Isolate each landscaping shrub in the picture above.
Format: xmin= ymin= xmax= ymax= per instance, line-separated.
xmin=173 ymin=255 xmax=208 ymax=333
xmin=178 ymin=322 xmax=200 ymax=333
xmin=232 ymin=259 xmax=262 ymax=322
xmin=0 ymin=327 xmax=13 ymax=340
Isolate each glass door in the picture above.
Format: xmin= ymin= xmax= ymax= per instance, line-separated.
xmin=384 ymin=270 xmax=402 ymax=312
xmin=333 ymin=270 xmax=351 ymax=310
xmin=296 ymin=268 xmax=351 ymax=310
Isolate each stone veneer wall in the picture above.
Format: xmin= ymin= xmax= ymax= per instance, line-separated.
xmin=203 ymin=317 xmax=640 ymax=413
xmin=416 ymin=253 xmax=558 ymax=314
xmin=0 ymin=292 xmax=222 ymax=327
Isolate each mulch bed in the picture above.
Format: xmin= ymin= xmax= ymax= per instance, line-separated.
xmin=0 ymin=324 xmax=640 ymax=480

-- Exercise aim --
Print every line of the material above again, character for character, adding nothing and leaving nothing out.

-- Expected output --
Isolate each landscaping shrub in the picture above.
Format: xmin= ymin= xmax= ymax= per instance, line-separated.
xmin=173 ymin=255 xmax=208 ymax=333
xmin=178 ymin=322 xmax=200 ymax=333
xmin=232 ymin=259 xmax=262 ymax=322
xmin=0 ymin=327 xmax=13 ymax=340
Isolate each glass door in the picture above.
Format: xmin= ymin= xmax= ymax= per instance, line-separated.
xmin=384 ymin=270 xmax=402 ymax=312
xmin=333 ymin=270 xmax=351 ymax=310
xmin=296 ymin=268 xmax=351 ymax=310
Isolate each stone veneer wall in the picture above.
Format: xmin= ymin= xmax= ymax= per instance, line-separated.
xmin=203 ymin=317 xmax=640 ymax=413
xmin=416 ymin=253 xmax=558 ymax=314
xmin=0 ymin=292 xmax=222 ymax=327
Isolate each mulch bed in the picture above.
Format: xmin= ymin= xmax= ymax= per instance, line-separated.
xmin=0 ymin=324 xmax=640 ymax=480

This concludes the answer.